# Prompt 1
Count the lines of the records below that contain the string "wire", treating uppercase and lowercase as different. Reply with the number only.

___ Provided text

Memo From Michael: The Loss of Daddyhood

I’ve written extensively about my children. I have five of them: four teenage girls and a son approaching 40 (impossible to believe). I’ve written less about them lately for several reasons: 1) they are not quite as cute; 2) they say really clever things less often; 3) they are much less interested in spending time with me. And, the biggest blow of all: 4) no one calls me Daddy any more.

OK, that may seem stupid and sentimental, but I loved being called Daddy. Father, Pops or Dad is often accompanied by a request of some sort or an expression of disbelief that I am so unreasonable or so lame.

Still, I love my kids as much as ever and struggle to find opportunities to play a positive, meaningful part of their lives. It’s not always easy. My son Justin shares his birthday with my hero, Abe Lincoln, and won’t go to a movie with me because any movie I might like he hates. I did have a fantastic time with my eldest daughter, Samara (an NYU sophomore), on our recent trip to Southeast Asia and I’m trying to bribe the others to pick a destination for similar excursions. It’s tough because daughter #3, Carissa, is going to Cambodia this summer to work at an orphanage (last summer it was Ghana). Daughter #4, Mataya, my baby, is definitely no baby anymore. She is deeply into being 14 — need I say more.

Daughter #2, Abrielle (an 18-year-old senior), has just picked a college, Pratt Institute — also in New York, of course. But, she actually asked me to work with her on the commencement address she will deliver (if she’s selected) later this year at her graduation. She delivered her 8th grade commencement address when graduating from middle school and got a standing ovation!

______

# Prompt 2
According to the memo about no longer being called Daddy, which college has Abrielle picked?

___ Data in this exercise

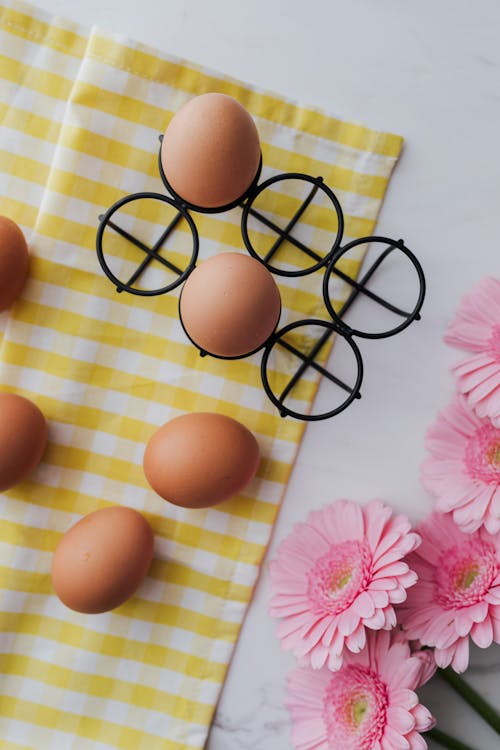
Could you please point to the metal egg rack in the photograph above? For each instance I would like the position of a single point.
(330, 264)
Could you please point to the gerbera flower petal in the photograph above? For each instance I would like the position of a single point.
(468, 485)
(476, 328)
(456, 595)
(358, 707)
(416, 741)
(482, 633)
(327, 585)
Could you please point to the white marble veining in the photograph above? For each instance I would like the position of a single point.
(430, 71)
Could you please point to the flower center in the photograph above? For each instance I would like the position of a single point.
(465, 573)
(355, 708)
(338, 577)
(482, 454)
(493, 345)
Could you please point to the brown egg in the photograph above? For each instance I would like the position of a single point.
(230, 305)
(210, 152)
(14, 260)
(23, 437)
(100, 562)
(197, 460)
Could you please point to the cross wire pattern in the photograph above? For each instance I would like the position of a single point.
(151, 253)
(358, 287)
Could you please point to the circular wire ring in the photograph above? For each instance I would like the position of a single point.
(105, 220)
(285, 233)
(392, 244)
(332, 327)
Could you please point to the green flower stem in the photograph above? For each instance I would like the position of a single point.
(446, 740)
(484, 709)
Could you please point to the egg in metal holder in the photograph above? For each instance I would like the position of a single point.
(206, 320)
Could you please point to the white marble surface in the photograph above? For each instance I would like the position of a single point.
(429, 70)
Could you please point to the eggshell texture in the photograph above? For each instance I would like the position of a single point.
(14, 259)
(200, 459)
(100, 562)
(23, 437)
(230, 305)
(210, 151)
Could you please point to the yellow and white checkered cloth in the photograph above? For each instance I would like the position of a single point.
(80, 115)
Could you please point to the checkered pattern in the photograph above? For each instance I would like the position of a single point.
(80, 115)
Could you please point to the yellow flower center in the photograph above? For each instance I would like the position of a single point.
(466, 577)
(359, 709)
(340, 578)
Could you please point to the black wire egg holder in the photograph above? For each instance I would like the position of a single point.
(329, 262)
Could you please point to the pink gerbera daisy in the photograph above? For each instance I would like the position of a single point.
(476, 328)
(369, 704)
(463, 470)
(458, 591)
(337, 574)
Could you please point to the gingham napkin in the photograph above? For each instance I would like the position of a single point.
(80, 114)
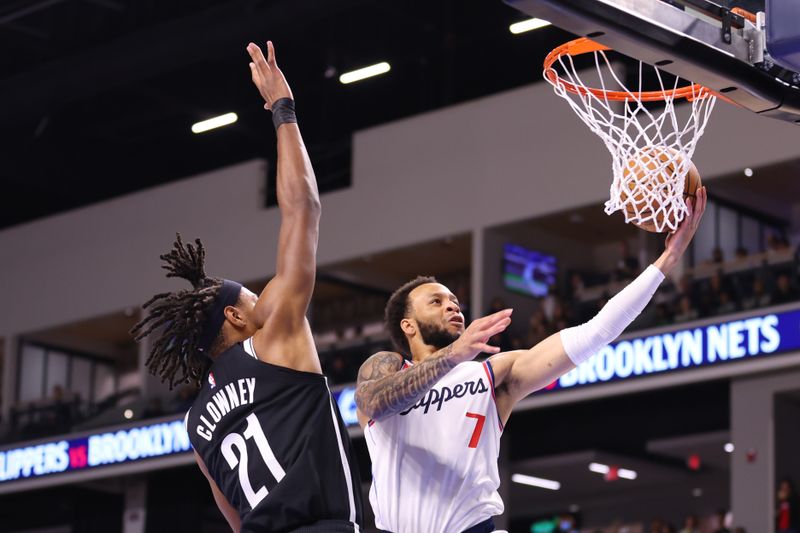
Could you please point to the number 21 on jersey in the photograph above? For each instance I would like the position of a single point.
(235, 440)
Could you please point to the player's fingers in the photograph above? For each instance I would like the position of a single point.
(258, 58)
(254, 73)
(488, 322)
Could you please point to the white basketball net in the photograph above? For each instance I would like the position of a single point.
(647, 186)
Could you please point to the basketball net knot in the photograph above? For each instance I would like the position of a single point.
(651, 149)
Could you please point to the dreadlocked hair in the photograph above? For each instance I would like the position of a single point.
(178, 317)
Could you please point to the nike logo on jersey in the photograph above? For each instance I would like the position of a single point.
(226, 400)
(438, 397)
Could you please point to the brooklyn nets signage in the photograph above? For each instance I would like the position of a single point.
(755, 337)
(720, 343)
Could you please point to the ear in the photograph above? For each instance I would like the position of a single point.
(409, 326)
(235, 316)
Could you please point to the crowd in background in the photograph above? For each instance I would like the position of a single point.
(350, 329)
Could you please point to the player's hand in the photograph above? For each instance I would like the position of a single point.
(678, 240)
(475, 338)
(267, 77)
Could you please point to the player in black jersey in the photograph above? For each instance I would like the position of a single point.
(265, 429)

______
___ Data in this exercise

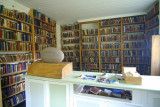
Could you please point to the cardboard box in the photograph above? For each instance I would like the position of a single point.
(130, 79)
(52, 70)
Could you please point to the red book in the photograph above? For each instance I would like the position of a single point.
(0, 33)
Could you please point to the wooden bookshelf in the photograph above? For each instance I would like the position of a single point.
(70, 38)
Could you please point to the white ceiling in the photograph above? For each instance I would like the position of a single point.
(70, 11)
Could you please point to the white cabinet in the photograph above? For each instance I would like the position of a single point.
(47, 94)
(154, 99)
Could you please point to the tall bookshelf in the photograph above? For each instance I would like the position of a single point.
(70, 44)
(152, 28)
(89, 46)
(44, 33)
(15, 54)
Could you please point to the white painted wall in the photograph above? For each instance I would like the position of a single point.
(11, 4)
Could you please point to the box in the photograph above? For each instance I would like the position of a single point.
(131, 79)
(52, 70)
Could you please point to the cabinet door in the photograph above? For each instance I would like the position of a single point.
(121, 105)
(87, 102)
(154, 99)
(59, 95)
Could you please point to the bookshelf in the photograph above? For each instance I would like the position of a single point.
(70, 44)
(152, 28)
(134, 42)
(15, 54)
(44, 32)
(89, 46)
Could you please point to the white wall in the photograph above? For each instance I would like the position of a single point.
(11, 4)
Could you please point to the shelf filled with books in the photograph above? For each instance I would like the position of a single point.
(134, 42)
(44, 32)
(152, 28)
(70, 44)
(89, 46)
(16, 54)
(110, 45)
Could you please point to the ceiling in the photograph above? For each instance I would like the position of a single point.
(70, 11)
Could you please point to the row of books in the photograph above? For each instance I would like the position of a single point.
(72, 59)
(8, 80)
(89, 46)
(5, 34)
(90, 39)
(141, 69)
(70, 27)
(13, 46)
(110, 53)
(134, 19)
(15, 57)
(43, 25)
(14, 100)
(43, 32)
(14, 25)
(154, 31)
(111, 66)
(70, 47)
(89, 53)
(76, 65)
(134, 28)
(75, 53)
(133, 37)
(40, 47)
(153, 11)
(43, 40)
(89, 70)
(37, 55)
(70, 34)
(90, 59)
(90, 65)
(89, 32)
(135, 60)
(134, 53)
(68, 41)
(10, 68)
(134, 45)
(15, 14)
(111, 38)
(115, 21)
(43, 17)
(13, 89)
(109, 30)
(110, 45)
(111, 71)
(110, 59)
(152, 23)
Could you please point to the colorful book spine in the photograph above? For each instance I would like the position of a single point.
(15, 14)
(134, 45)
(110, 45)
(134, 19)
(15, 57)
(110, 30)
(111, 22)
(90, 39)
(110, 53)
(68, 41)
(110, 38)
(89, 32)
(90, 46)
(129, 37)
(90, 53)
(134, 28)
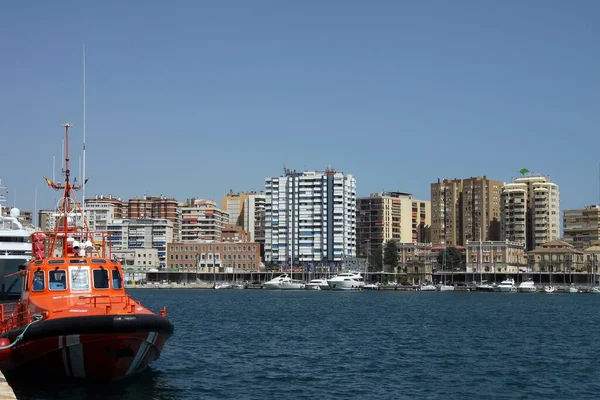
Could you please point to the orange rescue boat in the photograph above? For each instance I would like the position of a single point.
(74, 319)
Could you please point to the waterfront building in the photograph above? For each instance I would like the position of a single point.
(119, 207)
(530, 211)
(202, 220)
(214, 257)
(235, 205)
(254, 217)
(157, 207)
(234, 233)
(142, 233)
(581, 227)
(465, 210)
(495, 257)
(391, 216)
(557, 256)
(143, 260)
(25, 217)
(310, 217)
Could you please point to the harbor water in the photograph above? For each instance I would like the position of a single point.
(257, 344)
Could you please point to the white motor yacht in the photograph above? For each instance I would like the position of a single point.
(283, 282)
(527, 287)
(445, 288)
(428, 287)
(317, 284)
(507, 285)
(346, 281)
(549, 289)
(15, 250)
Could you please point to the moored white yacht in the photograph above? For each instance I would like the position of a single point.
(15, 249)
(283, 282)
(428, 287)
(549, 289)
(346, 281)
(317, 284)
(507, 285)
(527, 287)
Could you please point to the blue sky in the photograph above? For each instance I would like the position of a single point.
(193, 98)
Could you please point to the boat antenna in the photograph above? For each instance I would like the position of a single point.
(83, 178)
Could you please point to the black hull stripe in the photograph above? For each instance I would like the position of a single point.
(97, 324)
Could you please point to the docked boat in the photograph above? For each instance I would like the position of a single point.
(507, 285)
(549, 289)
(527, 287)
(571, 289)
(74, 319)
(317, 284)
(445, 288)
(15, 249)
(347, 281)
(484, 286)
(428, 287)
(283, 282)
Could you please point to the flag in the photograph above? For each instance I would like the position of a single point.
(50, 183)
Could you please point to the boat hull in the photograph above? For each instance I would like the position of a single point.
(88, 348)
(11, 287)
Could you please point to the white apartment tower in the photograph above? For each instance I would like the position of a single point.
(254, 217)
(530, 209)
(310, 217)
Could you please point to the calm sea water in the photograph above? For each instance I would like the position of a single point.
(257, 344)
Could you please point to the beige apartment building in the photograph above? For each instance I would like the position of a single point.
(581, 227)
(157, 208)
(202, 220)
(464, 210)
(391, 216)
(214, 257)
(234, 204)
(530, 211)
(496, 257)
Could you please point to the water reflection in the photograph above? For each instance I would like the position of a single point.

______

# Complete answer 1
3

# Complete answer 2
Pratt Institute.